• **Exercise objective**: Print the lines below from the line with "Query: backpack strap" to the line with "Every instance of the blue ski" exactly, keeping both ends, and print no pictures.

==========

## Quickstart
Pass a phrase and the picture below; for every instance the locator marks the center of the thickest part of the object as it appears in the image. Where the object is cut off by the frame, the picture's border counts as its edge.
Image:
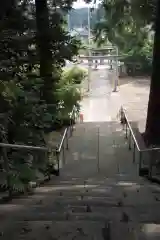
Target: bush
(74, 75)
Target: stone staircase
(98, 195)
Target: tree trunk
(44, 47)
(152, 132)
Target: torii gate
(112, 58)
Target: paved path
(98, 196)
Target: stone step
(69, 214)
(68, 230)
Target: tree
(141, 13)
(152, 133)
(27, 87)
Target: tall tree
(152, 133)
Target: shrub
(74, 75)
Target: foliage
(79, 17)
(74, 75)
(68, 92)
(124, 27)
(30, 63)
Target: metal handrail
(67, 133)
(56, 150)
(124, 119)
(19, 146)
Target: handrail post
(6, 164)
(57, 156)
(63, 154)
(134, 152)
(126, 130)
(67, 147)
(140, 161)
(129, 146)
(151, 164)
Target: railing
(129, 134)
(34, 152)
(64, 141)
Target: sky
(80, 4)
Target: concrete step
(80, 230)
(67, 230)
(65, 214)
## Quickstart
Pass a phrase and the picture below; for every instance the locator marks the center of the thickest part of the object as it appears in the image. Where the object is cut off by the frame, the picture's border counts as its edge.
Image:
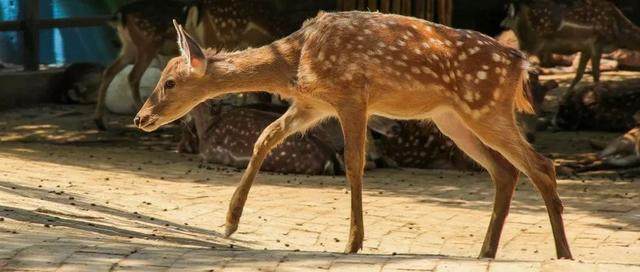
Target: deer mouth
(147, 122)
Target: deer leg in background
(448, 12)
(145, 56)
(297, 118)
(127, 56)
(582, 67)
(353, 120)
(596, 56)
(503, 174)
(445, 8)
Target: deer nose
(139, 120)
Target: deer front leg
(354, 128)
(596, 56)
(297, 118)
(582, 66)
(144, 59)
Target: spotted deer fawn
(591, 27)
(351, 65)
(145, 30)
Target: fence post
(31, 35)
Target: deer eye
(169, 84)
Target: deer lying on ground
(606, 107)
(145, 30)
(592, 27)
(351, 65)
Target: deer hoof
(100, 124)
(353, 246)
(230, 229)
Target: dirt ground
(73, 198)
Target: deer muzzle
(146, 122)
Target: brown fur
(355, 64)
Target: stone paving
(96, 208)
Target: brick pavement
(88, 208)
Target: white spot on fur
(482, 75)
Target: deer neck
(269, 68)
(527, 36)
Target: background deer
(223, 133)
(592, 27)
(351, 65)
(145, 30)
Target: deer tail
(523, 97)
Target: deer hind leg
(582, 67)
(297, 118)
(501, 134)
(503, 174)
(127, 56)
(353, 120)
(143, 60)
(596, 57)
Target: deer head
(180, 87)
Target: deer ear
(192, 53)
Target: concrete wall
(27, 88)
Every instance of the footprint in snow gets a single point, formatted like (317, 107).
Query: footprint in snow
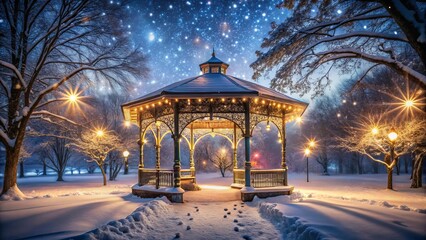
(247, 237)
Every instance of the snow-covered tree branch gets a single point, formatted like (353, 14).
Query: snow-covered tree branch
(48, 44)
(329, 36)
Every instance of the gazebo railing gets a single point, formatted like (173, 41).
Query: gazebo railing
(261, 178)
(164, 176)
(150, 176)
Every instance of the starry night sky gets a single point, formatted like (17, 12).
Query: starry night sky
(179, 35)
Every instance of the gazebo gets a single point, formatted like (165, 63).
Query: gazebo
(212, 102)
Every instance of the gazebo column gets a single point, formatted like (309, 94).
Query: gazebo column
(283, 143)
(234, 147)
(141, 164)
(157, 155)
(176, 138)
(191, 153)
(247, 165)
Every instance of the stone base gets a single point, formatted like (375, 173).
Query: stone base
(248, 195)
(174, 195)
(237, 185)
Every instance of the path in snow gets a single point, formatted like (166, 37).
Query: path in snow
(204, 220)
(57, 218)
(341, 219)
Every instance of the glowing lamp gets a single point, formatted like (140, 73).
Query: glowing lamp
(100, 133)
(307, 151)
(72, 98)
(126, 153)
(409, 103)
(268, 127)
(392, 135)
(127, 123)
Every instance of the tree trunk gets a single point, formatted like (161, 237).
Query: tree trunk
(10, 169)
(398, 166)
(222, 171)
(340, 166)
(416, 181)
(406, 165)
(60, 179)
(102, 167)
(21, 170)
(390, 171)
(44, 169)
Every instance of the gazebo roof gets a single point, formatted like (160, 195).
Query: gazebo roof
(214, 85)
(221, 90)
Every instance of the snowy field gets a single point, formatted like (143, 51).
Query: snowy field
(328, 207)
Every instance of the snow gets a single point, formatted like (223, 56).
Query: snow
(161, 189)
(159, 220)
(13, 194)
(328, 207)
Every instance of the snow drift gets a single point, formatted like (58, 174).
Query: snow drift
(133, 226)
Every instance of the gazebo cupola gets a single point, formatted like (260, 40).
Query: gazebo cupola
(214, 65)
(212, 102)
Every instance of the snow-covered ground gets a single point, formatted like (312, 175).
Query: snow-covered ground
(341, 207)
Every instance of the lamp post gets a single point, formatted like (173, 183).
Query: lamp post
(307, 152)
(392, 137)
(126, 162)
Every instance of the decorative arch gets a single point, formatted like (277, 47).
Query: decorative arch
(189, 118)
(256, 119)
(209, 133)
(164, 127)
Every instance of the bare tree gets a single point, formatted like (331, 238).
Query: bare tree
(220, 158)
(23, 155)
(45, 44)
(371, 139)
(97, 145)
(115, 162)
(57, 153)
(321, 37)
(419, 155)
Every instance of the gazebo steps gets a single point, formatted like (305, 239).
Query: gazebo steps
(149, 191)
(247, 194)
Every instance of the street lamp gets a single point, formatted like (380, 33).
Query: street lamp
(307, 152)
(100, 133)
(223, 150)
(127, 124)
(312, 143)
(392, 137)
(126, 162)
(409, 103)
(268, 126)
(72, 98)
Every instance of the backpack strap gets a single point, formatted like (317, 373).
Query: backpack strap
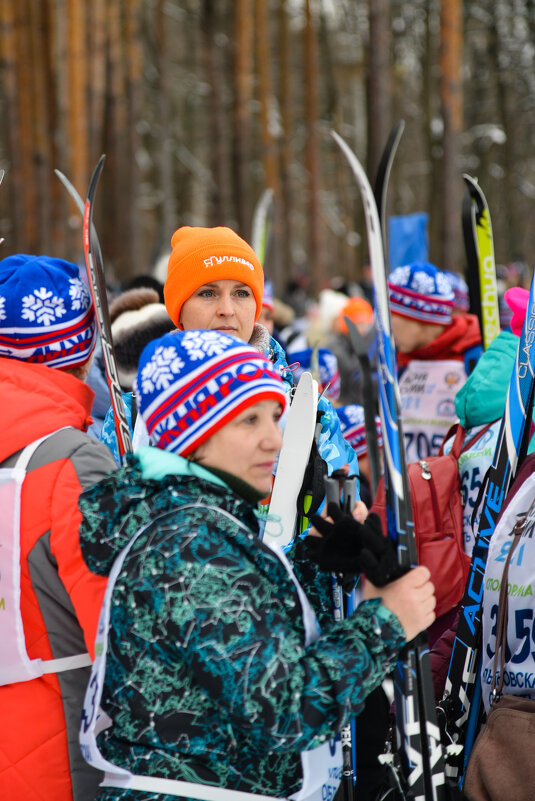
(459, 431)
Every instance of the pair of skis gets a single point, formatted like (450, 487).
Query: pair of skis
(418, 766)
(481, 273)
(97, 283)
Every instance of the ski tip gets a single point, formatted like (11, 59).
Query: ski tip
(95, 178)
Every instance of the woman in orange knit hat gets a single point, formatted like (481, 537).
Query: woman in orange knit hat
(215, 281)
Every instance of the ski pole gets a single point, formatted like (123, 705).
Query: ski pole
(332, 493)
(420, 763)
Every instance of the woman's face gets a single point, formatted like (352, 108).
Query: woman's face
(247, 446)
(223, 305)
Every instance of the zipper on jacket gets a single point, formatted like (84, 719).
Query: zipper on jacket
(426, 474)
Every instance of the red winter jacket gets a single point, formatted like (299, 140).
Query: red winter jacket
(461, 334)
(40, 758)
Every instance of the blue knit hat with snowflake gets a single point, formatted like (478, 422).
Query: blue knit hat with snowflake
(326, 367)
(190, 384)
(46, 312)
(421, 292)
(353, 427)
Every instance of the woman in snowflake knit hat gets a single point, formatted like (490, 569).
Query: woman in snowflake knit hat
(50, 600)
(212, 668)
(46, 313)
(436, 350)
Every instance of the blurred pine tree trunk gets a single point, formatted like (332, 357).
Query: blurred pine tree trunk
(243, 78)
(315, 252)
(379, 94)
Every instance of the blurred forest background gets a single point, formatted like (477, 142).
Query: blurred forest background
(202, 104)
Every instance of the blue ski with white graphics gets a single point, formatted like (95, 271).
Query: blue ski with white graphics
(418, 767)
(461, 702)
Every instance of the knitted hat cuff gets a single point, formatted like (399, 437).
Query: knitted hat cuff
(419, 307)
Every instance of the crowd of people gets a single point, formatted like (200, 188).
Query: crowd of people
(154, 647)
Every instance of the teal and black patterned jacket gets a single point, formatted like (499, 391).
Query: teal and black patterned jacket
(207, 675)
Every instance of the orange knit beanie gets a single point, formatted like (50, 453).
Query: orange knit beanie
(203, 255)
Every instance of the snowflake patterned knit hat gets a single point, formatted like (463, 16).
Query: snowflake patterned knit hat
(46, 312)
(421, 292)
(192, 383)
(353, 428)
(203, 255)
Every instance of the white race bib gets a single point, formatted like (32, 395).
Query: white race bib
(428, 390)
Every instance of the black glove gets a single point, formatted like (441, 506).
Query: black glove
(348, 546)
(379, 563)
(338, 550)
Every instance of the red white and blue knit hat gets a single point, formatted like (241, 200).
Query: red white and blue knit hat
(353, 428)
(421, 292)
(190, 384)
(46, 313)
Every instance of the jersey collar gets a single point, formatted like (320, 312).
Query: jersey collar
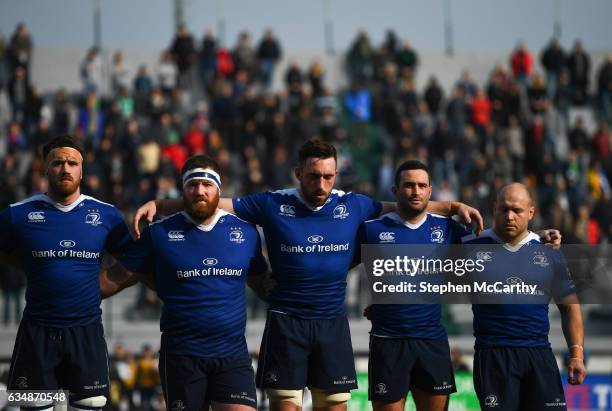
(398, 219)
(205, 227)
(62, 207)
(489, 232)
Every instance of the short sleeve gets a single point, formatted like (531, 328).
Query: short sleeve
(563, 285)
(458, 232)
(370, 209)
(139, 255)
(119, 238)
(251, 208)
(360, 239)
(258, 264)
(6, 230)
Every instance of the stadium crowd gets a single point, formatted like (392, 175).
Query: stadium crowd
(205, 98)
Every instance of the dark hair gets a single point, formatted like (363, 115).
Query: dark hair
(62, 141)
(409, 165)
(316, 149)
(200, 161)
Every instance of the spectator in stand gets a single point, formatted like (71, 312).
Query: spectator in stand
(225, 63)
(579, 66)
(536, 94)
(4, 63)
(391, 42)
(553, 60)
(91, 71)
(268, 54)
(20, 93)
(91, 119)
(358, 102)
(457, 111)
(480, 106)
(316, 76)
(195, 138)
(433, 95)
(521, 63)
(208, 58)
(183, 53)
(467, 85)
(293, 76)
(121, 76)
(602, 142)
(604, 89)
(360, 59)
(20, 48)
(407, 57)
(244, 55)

==========

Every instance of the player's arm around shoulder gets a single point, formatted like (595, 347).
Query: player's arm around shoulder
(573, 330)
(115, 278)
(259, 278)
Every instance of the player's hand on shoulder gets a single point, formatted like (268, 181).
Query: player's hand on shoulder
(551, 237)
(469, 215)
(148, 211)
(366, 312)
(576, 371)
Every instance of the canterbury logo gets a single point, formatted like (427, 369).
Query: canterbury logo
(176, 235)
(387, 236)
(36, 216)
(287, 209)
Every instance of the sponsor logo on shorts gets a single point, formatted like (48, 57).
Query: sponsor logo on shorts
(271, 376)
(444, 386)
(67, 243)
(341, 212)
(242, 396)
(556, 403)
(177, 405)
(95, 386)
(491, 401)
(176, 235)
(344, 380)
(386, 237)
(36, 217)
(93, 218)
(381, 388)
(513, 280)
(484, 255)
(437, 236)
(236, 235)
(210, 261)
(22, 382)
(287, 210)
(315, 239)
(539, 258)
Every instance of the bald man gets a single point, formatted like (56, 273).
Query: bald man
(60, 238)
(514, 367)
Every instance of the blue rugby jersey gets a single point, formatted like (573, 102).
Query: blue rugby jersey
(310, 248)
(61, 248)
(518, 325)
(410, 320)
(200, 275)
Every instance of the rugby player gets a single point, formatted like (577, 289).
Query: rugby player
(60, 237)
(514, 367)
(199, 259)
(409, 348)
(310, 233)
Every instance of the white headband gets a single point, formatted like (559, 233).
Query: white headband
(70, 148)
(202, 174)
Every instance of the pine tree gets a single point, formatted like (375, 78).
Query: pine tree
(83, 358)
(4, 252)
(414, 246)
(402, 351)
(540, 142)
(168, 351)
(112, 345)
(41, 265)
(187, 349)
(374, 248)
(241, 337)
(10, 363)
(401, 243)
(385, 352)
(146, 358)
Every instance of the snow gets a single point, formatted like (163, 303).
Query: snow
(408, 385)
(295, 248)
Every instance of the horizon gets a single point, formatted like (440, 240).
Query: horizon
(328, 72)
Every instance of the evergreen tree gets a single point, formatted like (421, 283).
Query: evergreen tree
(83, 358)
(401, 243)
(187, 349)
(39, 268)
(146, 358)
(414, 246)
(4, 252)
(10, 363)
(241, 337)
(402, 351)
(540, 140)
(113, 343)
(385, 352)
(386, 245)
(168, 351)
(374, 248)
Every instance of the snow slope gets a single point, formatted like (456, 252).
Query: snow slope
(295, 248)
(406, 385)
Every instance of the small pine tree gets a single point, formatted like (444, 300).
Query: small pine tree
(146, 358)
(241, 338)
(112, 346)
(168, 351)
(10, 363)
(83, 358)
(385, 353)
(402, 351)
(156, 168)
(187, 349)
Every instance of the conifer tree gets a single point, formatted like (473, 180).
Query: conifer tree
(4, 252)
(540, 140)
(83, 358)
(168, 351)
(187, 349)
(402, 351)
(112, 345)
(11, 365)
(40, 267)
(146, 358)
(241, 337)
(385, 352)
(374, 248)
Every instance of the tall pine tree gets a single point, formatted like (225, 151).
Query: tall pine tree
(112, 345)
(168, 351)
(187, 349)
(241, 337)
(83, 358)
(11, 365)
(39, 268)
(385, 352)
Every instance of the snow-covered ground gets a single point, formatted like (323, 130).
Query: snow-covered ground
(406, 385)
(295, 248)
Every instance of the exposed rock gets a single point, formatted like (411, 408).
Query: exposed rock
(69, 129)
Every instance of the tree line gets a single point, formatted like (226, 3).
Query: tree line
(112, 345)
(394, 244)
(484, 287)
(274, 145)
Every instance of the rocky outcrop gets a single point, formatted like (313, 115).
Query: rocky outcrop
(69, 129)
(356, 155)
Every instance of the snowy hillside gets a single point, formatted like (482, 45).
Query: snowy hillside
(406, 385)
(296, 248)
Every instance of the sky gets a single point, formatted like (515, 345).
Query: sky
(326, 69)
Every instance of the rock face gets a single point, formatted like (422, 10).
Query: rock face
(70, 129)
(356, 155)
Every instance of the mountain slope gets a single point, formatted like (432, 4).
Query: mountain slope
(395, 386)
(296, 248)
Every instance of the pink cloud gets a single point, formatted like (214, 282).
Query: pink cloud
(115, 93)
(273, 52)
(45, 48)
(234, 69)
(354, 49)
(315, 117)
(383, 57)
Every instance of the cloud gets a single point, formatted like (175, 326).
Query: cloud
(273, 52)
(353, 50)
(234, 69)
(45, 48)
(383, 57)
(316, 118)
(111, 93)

==========

• **Expected output**:
Query: backpack strap
(459, 431)
Every instance of the pair of skis gets a single point, formatted like (450, 487).
Query: pair of skis
(418, 766)
(481, 273)
(97, 283)
Every instance of the ski tip gets a single point, formatted like (11, 59).
Query: ski tip
(95, 178)
Every instance of the woman in orange knit hat gets a single point, formatted like (481, 537).
Query: woman in orange knit hat
(215, 281)
Every instance of the ski pole gets a single point, formatted like (123, 705).
Query: ski pole
(332, 493)
(420, 763)
Every instance of the woman's face gets a single point, formatted like (352, 108).
Query: woman's face
(247, 446)
(223, 305)
Every instance of the zipper on jacket gets a single point, formatted like (84, 719).
Query: zipper on jacket
(426, 474)
Every instance of the red winter jacket gets a single point, formatted like (299, 140).
Query: red winter jacket
(461, 334)
(40, 758)
Every instance of the blue knit hat with snowflake gets a single point, formatted like (478, 422).
Query: blue knit hat with snowflake
(326, 367)
(190, 384)
(46, 312)
(421, 292)
(353, 427)
Every instance of the woman in snowflake knit hat gets a single point, formatted like (490, 569).
Query: woman in snowflake knit hat
(50, 600)
(212, 668)
(46, 313)
(436, 350)
Every instance of the blurred pine tree trunk gets a single point, formatted like (332, 357).
Query: blurred pine tree trunk
(243, 78)
(315, 252)
(379, 94)
Every instance of the blurred forest background gets a single point, formatted like (477, 142).
Query: blurred forest background
(202, 104)
Every instance of the blue ski with white graphics gets a single point, formatted like (95, 271).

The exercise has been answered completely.